Lines before the one containing "Expected: one point per instance of the grassy" are left out; copy that line and every later line through the end of the data exactly.

== EXTRACTED ENTRIES ==

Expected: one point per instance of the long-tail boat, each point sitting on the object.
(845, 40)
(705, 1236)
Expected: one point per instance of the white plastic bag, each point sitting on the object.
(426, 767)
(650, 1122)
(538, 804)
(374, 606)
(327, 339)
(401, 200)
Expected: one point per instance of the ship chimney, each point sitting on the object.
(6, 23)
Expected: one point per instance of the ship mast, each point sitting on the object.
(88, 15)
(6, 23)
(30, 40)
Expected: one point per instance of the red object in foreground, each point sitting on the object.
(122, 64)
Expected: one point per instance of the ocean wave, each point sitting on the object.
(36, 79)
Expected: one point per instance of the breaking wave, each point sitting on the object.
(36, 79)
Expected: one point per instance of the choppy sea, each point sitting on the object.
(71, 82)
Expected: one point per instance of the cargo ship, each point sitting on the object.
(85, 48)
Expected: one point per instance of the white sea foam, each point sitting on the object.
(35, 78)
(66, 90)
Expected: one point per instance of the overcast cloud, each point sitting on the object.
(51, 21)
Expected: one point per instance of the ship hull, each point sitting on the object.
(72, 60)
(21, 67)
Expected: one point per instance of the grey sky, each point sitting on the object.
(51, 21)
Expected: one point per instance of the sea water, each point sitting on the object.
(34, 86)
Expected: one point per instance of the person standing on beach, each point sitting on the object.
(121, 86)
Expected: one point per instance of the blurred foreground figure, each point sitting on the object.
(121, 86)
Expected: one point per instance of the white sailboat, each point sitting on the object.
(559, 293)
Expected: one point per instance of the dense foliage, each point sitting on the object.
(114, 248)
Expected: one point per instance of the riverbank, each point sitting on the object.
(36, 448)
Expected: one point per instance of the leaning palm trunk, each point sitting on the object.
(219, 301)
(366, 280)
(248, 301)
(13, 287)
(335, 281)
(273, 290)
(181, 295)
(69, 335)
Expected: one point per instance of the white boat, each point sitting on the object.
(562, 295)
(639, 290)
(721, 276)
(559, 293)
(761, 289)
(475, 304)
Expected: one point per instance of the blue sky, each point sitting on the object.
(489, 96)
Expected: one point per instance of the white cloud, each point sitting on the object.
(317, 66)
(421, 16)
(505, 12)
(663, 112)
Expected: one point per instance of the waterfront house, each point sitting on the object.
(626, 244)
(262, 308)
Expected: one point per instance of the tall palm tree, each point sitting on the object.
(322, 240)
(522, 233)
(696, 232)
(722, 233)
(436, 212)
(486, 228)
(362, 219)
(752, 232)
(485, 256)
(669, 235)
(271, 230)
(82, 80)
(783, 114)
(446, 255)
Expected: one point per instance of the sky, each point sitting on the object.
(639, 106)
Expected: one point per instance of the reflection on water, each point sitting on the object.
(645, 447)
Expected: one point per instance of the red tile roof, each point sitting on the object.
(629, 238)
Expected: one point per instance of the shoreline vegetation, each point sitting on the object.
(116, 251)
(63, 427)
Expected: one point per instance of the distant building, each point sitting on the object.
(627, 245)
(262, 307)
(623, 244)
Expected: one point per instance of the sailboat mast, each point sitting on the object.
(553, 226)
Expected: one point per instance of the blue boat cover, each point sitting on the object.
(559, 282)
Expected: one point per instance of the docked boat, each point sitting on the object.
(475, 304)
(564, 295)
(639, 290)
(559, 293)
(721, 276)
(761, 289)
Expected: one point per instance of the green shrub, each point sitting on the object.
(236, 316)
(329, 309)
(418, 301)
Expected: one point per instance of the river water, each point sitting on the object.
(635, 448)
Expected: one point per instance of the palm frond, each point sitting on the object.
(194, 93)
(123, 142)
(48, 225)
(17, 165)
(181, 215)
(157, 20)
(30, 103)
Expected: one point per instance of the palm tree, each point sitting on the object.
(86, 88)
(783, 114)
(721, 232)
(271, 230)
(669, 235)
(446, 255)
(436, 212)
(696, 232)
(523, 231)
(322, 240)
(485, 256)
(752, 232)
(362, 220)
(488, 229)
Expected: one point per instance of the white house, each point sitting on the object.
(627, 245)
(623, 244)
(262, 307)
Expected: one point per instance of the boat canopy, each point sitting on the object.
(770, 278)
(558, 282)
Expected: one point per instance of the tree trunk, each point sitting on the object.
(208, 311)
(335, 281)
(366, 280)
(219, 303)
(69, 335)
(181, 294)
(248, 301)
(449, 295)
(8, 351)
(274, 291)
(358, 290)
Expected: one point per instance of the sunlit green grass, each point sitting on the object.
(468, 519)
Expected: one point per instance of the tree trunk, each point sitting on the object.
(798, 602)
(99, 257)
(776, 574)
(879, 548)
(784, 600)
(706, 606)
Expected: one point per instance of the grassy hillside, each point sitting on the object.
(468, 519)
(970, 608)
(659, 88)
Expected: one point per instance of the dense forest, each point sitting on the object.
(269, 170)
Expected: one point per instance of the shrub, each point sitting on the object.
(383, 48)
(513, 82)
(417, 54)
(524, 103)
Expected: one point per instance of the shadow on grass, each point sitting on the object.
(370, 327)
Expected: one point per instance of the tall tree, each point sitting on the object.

===

- [PROBLEM SOLUTION]
Expected: one point per instance of the grassy hillside, each point sitting on the object.
(468, 519)
(970, 608)
(659, 88)
Expected: one point per instance of the dense forest, each point sitting on the object.
(269, 170)
Expected: one point per instance of the shrub, each point sitting on the object.
(383, 48)
(513, 82)
(417, 54)
(524, 103)
Expected: one point per instance of the shadow on grass, each point sitting on the object.
(370, 327)
Expected: one point per instance of the tall tree, each point sitting on the object.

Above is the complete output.